### DATA EXTRACT
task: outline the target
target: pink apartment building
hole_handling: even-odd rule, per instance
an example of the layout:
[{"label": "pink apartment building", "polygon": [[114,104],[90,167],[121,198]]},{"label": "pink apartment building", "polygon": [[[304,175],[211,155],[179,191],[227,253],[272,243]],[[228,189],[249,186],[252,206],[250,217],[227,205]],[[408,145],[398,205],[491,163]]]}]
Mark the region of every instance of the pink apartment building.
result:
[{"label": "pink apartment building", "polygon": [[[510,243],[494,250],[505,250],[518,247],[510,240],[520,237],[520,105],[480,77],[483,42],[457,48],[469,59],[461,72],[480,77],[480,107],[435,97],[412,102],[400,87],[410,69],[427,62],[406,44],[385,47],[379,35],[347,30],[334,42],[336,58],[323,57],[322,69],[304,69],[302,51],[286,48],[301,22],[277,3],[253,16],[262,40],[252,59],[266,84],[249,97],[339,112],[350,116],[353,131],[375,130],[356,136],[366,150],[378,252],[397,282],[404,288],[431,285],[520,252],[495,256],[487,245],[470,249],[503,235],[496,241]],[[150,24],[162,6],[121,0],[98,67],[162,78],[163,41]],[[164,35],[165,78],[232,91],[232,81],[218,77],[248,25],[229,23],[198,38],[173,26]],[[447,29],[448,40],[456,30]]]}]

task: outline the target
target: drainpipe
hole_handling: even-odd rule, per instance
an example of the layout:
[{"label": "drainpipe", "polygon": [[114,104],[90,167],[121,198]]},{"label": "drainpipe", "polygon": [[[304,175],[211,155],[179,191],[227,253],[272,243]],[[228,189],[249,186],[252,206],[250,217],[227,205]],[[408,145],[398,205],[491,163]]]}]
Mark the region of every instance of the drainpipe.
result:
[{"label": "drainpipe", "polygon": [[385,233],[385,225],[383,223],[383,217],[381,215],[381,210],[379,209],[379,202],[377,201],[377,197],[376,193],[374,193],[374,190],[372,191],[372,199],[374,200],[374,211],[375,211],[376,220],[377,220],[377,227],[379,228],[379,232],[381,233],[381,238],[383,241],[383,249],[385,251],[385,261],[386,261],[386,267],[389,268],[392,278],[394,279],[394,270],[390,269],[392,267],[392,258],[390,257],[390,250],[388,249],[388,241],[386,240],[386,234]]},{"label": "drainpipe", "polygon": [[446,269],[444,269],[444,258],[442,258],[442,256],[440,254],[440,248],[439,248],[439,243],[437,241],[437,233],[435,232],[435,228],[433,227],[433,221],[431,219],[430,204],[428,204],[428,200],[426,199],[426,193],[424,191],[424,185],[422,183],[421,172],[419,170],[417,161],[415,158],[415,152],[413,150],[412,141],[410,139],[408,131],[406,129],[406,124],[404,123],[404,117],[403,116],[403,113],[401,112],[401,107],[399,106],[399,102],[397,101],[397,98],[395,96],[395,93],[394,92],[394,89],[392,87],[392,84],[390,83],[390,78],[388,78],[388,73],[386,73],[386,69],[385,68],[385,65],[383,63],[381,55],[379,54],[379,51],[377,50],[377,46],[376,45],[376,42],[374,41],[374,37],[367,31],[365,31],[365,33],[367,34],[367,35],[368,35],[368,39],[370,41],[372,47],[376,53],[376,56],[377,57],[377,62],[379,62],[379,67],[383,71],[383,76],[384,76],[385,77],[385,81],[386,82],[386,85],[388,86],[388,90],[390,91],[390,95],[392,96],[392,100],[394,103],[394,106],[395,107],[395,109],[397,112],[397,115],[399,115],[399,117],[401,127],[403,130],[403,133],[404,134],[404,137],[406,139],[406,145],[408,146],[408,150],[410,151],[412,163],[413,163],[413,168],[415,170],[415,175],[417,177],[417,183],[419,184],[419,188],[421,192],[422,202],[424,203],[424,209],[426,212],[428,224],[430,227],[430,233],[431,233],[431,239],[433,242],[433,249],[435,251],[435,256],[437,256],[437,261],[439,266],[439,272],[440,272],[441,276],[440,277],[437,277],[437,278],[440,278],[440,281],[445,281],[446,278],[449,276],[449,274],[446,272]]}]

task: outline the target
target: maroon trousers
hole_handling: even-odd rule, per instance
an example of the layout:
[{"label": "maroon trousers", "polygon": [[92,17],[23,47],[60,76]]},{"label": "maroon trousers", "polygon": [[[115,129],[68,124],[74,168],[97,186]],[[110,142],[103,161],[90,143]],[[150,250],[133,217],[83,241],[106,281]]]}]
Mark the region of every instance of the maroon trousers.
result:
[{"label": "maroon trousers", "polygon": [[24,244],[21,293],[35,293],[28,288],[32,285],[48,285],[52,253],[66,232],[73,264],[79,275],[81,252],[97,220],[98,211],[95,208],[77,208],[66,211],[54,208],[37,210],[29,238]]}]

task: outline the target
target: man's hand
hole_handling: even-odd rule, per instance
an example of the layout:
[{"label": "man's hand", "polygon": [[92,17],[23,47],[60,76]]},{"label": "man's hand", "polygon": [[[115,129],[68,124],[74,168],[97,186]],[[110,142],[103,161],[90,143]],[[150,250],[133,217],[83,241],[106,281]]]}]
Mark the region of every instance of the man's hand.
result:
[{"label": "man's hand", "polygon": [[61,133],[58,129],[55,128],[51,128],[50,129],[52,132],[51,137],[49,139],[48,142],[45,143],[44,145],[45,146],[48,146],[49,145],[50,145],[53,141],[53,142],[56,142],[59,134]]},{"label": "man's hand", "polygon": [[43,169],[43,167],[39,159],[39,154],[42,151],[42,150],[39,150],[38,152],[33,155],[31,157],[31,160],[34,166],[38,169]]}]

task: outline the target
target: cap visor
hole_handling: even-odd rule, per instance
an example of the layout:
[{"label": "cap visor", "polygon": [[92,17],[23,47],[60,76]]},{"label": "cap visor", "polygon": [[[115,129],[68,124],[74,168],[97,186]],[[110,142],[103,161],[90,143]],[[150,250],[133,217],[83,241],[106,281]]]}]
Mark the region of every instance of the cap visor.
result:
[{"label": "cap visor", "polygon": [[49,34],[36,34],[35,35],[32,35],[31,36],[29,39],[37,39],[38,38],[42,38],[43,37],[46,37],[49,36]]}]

### GIVEN TASK
Word for word, write out all of the data above.

### THE RESULT
task: outline the target
target: pink apartment building
hole_handling: even-odd rule, per instance
an example of the layout:
[{"label": "pink apartment building", "polygon": [[114,104],[90,167],[121,198]]},{"label": "pink apartment building", "polygon": [[[304,175],[211,155],[179,191],[227,253],[272,243]],[[228,189],[249,186],[252,206],[250,217],[227,205]],[[408,145],[398,205],[491,163]]]}]
Mark the region of every instance of the pink apartment building.
result:
[{"label": "pink apartment building", "polygon": [[[510,243],[494,250],[505,250],[518,247],[510,240],[520,237],[520,105],[480,77],[483,42],[457,48],[469,59],[461,72],[480,77],[480,107],[435,97],[412,102],[400,87],[410,69],[427,62],[406,44],[385,47],[379,35],[347,30],[334,42],[336,58],[323,57],[322,69],[304,69],[302,51],[286,48],[301,22],[277,3],[253,16],[262,40],[252,59],[266,84],[249,97],[339,112],[350,116],[353,131],[375,130],[356,136],[366,150],[378,252],[397,282],[404,288],[431,285],[520,252],[495,256],[487,245],[470,249],[503,235],[496,241]],[[150,24],[162,6],[121,0],[98,67],[162,78],[163,41]],[[164,35],[165,78],[232,91],[232,81],[218,77],[248,25],[229,23],[198,38],[173,26]],[[447,29],[448,40],[456,30]]]}]

task: outline the target
target: drainpipe
hole_handling: even-odd rule, per instance
an example of the layout:
[{"label": "drainpipe", "polygon": [[114,104],[90,167],[121,198]]},{"label": "drainpipe", "polygon": [[[304,175],[211,155],[179,191],[227,253],[272,243]],[[228,189],[249,186],[252,206],[250,217],[227,205]],[[408,145],[398,205],[491,163]]]}]
Mark the region of every instance of the drainpipe.
result:
[{"label": "drainpipe", "polygon": [[385,233],[385,225],[383,223],[383,217],[381,215],[381,210],[379,209],[379,202],[377,201],[377,197],[376,193],[374,193],[374,190],[372,191],[372,199],[374,200],[374,211],[375,211],[376,220],[377,220],[377,227],[379,228],[379,232],[381,233],[381,238],[383,241],[383,249],[385,251],[385,261],[386,261],[386,267],[389,268],[392,278],[394,279],[394,270],[390,269],[392,267],[392,258],[390,257],[390,250],[388,249],[388,241],[386,240],[386,234]]},{"label": "drainpipe", "polygon": [[446,269],[444,269],[444,258],[442,258],[442,256],[440,254],[440,248],[439,248],[439,243],[437,241],[437,233],[435,232],[435,228],[433,227],[433,221],[431,219],[430,204],[428,204],[428,200],[426,199],[426,193],[424,191],[424,185],[422,183],[421,172],[419,170],[417,161],[415,158],[415,152],[413,150],[412,141],[410,139],[408,131],[406,129],[406,124],[404,123],[404,117],[403,116],[403,113],[401,112],[401,107],[399,106],[399,102],[397,101],[397,98],[395,96],[395,93],[394,92],[394,89],[392,87],[392,84],[390,83],[390,78],[388,78],[388,73],[386,73],[386,69],[385,68],[385,65],[383,63],[381,55],[379,54],[379,51],[377,50],[377,46],[376,45],[376,42],[374,41],[374,37],[367,31],[365,31],[365,33],[367,34],[367,35],[368,35],[368,39],[370,41],[372,47],[376,53],[376,56],[377,57],[377,62],[379,62],[379,67],[383,71],[383,76],[384,76],[385,77],[385,81],[386,82],[386,85],[388,86],[388,90],[390,91],[390,95],[392,96],[392,100],[394,103],[394,106],[395,107],[395,109],[397,112],[397,115],[399,115],[399,117],[401,127],[403,130],[403,133],[404,134],[404,137],[406,139],[406,145],[408,146],[408,150],[410,151],[412,163],[413,163],[413,168],[415,170],[415,175],[417,177],[417,183],[419,184],[419,188],[421,192],[422,202],[424,203],[424,209],[426,212],[428,224],[430,227],[430,233],[431,233],[431,239],[433,242],[433,249],[435,251],[435,256],[437,256],[437,261],[439,266],[439,272],[440,272],[441,276],[440,277],[437,277],[437,278],[440,278],[440,281],[445,281],[446,278],[449,276],[449,274],[446,272]]}]

task: outline the target
target: maroon trousers
hole_handling: even-odd rule, per instance
an example of the layout:
[{"label": "maroon trousers", "polygon": [[92,17],[23,47],[60,76]]},{"label": "maroon trousers", "polygon": [[[115,129],[68,124],[74,168],[97,186]],[[110,142],[103,161],[90,143]],[[150,250],[133,217],[83,241],[106,281]]]}]
Mark the region of every instance of the maroon trousers.
result:
[{"label": "maroon trousers", "polygon": [[24,244],[21,293],[35,293],[28,288],[32,285],[48,285],[52,253],[66,232],[73,264],[79,275],[81,252],[97,220],[98,211],[95,208],[77,208],[66,211],[54,208],[37,210],[29,238]]}]

task: outline the target
target: man's hand
hole_handling: even-odd rule, per instance
an example of the layout:
[{"label": "man's hand", "polygon": [[92,17],[23,47],[60,76]]},{"label": "man's hand", "polygon": [[[115,129],[68,124],[74,168],[97,186]],[[110,142],[103,161],[90,143]],[[150,250],[133,217],[83,241],[106,281]]]}]
Mark the region of every instance of the man's hand.
result:
[{"label": "man's hand", "polygon": [[61,133],[58,129],[55,128],[51,128],[50,129],[52,132],[51,137],[49,139],[48,142],[45,143],[44,145],[45,146],[48,146],[49,145],[50,145],[53,141],[53,142],[56,142],[59,134]]},{"label": "man's hand", "polygon": [[43,169],[43,167],[39,159],[39,154],[42,151],[42,150],[39,150],[38,152],[33,155],[31,157],[31,160],[34,166],[38,169]]}]

task: outline the target
target: cap visor
hole_handling: even-odd rule, per instance
an example of the layout:
[{"label": "cap visor", "polygon": [[92,17],[23,47],[60,76]]},{"label": "cap visor", "polygon": [[[115,129],[68,124],[74,168],[97,186]],[[110,142],[103,161],[90,143]],[[150,250],[133,217],[83,241],[106,281]]]}]
Mark the region of every instance of the cap visor.
result:
[{"label": "cap visor", "polygon": [[49,34],[36,34],[35,35],[32,35],[31,36],[29,39],[37,39],[38,38],[42,38],[43,37],[46,37],[49,36]]}]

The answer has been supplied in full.